◆ **WHAT IS NEEDED**: The lines from the start of the data through the line containing "Return the polygon of every instance of the black" are to be reproduced exactly, both ends included.
..........
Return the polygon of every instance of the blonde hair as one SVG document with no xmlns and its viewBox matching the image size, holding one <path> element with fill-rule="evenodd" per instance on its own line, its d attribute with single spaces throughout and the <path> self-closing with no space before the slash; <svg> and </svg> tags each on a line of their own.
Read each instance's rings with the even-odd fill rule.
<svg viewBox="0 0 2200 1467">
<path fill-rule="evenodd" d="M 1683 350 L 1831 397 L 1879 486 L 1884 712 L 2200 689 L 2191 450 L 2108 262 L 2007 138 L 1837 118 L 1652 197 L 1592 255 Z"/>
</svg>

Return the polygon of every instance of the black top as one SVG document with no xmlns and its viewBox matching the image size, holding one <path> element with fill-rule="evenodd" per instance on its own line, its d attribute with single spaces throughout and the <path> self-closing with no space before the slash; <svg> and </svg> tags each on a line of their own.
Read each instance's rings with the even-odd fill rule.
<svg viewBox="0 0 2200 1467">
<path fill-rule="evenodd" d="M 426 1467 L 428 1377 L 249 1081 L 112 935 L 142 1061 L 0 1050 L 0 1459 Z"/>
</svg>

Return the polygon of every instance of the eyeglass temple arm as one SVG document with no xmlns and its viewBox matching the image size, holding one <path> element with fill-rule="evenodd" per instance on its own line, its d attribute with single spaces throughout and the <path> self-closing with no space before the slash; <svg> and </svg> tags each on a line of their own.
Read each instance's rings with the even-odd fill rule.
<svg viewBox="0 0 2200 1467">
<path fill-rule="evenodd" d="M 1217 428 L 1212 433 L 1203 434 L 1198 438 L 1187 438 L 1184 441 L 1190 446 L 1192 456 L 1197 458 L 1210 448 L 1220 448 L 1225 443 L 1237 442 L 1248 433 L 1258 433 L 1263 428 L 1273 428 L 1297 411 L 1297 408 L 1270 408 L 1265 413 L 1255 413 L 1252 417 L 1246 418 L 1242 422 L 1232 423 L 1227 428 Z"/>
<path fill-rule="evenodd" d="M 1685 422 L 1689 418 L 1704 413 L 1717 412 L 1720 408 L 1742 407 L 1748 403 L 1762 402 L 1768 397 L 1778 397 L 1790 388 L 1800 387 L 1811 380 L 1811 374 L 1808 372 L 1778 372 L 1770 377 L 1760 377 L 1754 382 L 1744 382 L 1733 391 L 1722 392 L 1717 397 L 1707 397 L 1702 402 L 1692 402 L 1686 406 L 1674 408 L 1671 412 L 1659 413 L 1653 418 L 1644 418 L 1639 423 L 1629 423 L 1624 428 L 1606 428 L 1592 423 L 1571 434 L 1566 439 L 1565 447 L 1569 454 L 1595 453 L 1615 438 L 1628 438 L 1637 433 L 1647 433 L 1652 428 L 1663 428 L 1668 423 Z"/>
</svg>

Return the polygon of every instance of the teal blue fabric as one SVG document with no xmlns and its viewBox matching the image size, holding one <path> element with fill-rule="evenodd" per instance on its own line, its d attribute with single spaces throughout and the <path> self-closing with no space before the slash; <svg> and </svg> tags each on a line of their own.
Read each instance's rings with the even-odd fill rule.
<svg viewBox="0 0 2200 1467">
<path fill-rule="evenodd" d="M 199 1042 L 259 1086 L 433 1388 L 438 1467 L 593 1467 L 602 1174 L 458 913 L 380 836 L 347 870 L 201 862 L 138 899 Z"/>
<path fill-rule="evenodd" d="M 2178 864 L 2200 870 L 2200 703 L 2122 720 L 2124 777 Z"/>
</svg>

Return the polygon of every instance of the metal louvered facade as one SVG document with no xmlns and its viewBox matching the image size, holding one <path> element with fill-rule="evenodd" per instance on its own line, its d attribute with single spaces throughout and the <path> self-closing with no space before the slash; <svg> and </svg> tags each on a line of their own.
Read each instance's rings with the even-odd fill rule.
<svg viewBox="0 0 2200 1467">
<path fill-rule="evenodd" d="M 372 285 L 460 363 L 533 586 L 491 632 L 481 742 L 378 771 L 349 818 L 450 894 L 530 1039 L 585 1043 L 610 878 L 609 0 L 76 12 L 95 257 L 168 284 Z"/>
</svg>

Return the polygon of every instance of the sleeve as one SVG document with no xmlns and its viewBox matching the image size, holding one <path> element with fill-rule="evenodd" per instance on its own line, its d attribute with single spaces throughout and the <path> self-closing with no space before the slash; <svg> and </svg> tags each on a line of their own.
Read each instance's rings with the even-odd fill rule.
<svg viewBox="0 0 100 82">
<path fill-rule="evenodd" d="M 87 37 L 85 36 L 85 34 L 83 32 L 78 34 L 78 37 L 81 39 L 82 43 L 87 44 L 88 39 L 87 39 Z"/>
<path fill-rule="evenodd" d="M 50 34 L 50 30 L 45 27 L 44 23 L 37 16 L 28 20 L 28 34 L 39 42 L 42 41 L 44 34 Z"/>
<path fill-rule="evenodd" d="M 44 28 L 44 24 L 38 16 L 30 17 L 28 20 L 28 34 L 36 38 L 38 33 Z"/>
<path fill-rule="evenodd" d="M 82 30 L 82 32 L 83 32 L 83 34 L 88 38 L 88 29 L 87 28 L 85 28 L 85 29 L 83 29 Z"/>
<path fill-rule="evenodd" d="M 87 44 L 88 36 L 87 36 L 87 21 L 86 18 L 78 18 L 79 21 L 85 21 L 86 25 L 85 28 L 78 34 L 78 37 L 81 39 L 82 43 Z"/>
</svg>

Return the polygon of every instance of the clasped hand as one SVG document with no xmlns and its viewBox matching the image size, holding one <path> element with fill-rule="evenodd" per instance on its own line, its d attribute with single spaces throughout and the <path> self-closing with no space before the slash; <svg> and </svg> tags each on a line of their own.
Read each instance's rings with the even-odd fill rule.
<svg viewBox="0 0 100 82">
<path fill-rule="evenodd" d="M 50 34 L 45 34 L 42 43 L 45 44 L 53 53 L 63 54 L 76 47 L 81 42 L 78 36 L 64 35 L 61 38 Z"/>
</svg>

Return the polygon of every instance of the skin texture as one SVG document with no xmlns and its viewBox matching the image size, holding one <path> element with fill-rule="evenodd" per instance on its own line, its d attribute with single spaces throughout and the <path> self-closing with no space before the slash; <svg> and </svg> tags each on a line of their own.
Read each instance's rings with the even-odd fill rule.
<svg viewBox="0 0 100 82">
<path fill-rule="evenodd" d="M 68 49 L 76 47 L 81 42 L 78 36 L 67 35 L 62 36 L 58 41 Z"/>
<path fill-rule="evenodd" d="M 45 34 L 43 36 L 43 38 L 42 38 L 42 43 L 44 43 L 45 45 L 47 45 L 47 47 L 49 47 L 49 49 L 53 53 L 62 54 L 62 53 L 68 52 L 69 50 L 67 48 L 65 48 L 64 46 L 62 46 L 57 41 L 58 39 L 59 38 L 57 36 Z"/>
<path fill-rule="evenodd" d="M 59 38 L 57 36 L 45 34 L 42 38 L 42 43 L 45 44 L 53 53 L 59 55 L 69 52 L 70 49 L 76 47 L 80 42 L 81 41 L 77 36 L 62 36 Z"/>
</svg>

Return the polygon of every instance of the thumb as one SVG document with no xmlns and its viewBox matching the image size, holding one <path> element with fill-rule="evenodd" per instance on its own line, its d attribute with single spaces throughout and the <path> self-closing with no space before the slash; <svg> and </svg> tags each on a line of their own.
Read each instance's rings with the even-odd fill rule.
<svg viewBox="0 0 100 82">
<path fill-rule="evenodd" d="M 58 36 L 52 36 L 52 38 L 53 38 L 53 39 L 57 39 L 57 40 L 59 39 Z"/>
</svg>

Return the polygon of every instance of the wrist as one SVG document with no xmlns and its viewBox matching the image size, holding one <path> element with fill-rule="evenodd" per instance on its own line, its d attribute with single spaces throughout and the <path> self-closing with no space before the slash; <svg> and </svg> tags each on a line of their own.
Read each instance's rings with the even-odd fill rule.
..........
◆ **WRITTEN REPLY**:
Return the polygon of every instance of the blonde hair as one SVG document with no xmlns and its viewBox matching the image size, holding one <path> element with fill-rule="evenodd" per instance on its own line, its d attribute with single spaces throughout and the <path> self-closing with no space before the slash; <svg> and </svg> tags each on a line of their own.
Read each instance's rings with the even-odd fill rule.
<svg viewBox="0 0 2200 1467">
<path fill-rule="evenodd" d="M 1683 350 L 1831 397 L 1879 486 L 1884 712 L 2200 689 L 2191 450 L 2108 262 L 2007 138 L 1837 118 L 1652 197 L 1592 255 Z"/>
</svg>

Return the polygon of every instance of the black top as one SVG document with no xmlns and its viewBox matching the image size, holding one <path> element with fill-rule="evenodd" per instance on its own line, its d attribute with single spaces throughout and the <path> self-closing with no space before the slash; <svg> and </svg> tags each on a line of their own.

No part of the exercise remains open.